### Exercise prompt
Working from the line that contains "Please annotate the green roof" down to the last line below, repeat each line exactly.

— Start Records shown —

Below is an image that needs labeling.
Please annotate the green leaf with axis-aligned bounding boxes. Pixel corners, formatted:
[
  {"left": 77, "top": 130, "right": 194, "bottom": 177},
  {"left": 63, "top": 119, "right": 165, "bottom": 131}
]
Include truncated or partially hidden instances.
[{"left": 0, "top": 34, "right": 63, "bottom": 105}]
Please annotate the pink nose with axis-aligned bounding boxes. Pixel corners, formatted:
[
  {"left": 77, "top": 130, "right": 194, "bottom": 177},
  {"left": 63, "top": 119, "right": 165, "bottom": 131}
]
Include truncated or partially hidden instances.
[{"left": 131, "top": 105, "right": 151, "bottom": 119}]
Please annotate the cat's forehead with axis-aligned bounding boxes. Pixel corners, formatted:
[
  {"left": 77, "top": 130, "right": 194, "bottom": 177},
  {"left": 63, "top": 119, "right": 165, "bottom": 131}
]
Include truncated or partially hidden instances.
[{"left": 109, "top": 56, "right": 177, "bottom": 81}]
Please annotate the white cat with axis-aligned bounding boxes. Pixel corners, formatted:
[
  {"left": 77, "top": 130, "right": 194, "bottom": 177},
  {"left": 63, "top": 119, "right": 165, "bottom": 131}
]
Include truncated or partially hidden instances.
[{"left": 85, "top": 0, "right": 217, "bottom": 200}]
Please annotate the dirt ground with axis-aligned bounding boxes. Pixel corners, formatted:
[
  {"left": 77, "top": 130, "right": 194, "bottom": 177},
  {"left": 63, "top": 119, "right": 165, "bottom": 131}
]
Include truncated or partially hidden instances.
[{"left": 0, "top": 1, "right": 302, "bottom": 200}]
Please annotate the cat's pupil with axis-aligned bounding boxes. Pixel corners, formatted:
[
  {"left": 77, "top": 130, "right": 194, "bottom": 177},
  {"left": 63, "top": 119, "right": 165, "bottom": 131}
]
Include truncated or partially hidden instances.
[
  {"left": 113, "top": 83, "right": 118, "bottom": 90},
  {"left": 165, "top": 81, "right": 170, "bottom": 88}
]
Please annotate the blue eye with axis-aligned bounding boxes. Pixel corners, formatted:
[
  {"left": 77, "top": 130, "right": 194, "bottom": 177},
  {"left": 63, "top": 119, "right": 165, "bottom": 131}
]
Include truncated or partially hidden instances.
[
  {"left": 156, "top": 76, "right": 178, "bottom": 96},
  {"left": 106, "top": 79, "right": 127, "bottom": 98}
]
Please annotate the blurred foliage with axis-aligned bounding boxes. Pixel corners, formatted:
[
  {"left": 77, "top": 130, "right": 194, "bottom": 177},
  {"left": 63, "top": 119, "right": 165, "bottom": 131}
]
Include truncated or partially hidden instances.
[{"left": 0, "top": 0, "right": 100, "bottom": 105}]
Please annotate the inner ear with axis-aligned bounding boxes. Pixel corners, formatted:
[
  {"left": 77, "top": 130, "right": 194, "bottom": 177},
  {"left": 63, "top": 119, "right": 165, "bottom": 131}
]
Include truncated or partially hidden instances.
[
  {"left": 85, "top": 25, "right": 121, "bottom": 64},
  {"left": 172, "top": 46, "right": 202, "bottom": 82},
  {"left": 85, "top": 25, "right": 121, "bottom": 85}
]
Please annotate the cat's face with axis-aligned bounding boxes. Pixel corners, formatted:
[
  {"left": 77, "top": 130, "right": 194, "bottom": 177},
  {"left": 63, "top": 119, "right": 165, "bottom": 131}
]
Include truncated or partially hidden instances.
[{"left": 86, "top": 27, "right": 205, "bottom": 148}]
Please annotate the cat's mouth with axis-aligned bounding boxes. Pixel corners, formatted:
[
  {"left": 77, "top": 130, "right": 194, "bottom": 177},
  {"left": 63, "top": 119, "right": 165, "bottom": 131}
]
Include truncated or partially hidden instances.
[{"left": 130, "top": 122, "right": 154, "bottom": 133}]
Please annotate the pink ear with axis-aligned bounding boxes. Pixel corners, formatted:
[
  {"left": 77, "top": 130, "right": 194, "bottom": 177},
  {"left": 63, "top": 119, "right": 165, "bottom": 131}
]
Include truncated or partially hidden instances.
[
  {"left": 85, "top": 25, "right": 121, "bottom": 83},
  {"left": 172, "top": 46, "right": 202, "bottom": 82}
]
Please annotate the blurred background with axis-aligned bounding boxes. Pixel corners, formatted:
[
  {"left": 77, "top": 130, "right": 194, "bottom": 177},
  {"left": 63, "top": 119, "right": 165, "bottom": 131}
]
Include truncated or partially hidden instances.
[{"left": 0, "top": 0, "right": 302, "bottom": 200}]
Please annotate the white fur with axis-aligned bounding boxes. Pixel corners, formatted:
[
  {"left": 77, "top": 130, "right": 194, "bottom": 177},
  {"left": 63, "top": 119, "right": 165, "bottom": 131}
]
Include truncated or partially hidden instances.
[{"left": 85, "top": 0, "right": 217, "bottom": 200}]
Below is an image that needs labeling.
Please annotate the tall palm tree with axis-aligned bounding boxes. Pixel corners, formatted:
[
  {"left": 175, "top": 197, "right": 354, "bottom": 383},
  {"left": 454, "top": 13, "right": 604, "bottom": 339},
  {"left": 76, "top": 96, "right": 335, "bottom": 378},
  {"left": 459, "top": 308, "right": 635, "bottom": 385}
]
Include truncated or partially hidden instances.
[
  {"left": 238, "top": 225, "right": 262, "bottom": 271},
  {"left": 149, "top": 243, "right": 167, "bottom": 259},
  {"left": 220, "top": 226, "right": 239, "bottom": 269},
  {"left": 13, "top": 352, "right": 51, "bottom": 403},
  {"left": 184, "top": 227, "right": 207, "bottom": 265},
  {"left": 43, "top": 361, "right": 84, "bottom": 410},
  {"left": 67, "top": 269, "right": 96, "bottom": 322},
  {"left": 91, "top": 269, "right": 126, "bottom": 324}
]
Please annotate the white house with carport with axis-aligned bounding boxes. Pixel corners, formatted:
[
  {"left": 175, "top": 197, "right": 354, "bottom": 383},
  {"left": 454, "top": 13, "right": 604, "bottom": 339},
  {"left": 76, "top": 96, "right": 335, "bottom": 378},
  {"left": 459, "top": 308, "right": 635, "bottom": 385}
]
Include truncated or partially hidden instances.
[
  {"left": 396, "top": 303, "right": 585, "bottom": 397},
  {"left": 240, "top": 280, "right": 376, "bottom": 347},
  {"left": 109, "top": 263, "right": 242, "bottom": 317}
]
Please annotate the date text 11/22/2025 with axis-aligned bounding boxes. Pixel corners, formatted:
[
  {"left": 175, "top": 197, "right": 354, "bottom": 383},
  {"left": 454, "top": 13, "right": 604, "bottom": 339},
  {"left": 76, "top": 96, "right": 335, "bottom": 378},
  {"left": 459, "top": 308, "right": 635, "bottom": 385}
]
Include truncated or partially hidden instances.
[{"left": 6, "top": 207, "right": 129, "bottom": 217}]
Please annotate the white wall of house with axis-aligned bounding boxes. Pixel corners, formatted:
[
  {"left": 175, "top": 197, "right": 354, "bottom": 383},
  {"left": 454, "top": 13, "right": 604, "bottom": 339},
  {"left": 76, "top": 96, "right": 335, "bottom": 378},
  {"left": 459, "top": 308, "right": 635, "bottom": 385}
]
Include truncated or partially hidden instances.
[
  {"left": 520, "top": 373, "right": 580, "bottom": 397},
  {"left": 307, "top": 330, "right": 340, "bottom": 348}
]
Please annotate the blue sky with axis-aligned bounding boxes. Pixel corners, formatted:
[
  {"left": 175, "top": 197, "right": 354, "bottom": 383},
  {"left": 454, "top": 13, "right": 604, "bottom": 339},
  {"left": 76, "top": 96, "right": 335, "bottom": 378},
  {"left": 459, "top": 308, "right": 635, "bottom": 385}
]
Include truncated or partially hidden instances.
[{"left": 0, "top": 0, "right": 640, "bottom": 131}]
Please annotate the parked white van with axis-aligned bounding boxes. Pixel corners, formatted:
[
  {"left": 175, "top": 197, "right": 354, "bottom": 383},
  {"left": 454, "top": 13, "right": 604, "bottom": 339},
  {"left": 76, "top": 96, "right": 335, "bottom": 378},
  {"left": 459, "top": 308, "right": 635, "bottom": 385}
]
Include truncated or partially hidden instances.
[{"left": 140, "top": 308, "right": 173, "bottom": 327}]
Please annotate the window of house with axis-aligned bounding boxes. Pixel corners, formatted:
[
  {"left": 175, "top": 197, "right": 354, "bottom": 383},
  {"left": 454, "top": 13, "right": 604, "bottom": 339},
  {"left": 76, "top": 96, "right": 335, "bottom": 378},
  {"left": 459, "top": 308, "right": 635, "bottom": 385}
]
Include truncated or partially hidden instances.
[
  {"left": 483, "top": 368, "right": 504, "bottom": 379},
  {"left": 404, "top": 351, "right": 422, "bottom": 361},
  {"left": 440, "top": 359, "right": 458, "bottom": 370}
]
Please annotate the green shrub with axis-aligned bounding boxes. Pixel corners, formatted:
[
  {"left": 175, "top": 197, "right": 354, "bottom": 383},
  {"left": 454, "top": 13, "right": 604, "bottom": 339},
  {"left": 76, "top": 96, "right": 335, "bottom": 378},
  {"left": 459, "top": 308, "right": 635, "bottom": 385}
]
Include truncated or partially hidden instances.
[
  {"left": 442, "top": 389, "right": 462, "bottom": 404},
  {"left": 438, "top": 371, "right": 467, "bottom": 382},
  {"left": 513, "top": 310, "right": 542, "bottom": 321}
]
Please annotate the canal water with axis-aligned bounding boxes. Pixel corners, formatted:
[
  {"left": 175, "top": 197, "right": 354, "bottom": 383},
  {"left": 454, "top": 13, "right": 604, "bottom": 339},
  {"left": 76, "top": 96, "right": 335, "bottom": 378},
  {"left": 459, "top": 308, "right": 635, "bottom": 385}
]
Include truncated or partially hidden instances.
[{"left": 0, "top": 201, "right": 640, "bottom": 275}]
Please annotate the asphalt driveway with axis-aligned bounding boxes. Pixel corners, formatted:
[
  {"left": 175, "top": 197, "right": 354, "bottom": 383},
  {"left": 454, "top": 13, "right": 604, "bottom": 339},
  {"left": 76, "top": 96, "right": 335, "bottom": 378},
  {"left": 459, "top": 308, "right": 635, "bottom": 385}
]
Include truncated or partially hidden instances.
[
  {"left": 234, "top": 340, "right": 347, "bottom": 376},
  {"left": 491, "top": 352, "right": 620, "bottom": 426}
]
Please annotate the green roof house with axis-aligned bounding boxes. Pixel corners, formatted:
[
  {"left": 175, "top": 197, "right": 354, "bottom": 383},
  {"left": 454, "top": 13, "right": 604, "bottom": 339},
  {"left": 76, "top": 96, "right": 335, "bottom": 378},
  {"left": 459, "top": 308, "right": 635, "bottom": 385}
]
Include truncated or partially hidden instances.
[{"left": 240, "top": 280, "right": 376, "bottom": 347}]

— End Records shown —

### Exercise answer
Please annotate the green roof house with axis-aligned bounding boxes. Pixel corners, formatted:
[
  {"left": 175, "top": 197, "right": 354, "bottom": 383},
  {"left": 454, "top": 13, "right": 604, "bottom": 339},
  {"left": 76, "top": 96, "right": 335, "bottom": 378},
  {"left": 459, "top": 308, "right": 635, "bottom": 385}
]
Include truncated or partially hidden instances.
[{"left": 240, "top": 280, "right": 376, "bottom": 347}]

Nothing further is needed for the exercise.